Will's Story: Parent's Letter Project Eosinophilic granuloma- Will's mom

Will is our first born. He was born in 1999. He was perfect (aren't they all?). Just shy of his second birthday, he had surgery at Children's National to remove a benign cyst. What we thought was a benign cyst was really eosinophilic granuloma (EG). I remember everything about the day, that day that changed everything. It was the day everything changed.

We were set up with a team that included a neurosurgeon, a hemo/oncologist and a researcher. We spent many days at Children's while Will was being examined, tested, retested, and treated. It was exhausting and scary, and quite frankly, irritating at times. Nothing happens as quickly as you think it should. Lesions don't disappear during the first treatment like you think they should. The disease doesn't understand that you've learned all you really wish to learn from this experience. The disease also doesn't seem to understand that remission means it can't come back! Unfortunately, it's just not that way.

The interesting thing is, you do learn, but not at first. I am not a big believer of the "everything happens for a reason, so let's find the good in this" theory. EG stinks. So, in the beginning, just let go and feel. Be afraid, be sad, say "Why me?" over and over again. It's okay. Don't go on the internet and look it up (that advice was given to me by our hemo/onoclogist and is excellent advice).

· · ·

PROBLEMS TO SOLVE »
A) Please set down Will's story from "The interesting thing" up to and including "is excellent advice).", keeping every word and mark as it appears.
B) Answer these questions from Will's story:
(i) In what year was Will born?
(ii) What did the cyst removed in Will's surgery turn out to be?
(iii) Which three kinds of specialists made up the team the family was set up with?

SUPPLIED MATERIAL »
· · ·

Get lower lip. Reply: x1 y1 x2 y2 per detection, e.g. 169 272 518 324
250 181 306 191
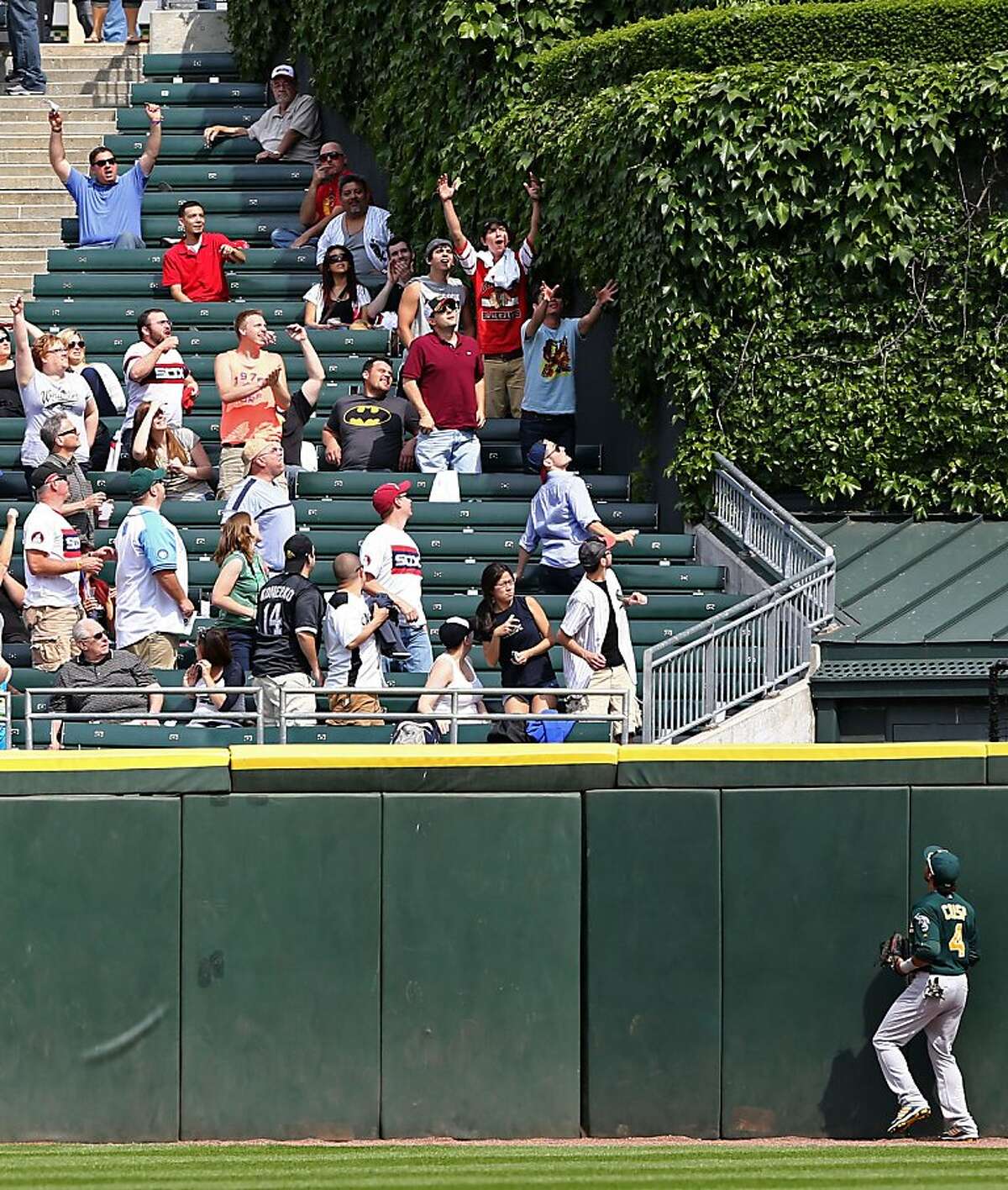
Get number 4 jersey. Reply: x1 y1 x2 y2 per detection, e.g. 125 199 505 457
909 893 979 975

· · ·

RESPONSES PER TASK »
A)
The interesting thing is, you do learn, but not at first. I am not a big believer of the "everything happens for a reason, so let's find the good in this" theory. EG stinks. So, in the beginning, just let go and feel. Be afraid, be sad, say "Why me?" over and over again. It's okay. Don't go on the internet and look it up (that advice was given to me by our hemo/onoclogist and is excellent advice).

B)
(i) 1999
(ii) Eosinophilic granuloma (EG)
(iii) A neurosurgeon, a hemo/oncologist and a researcher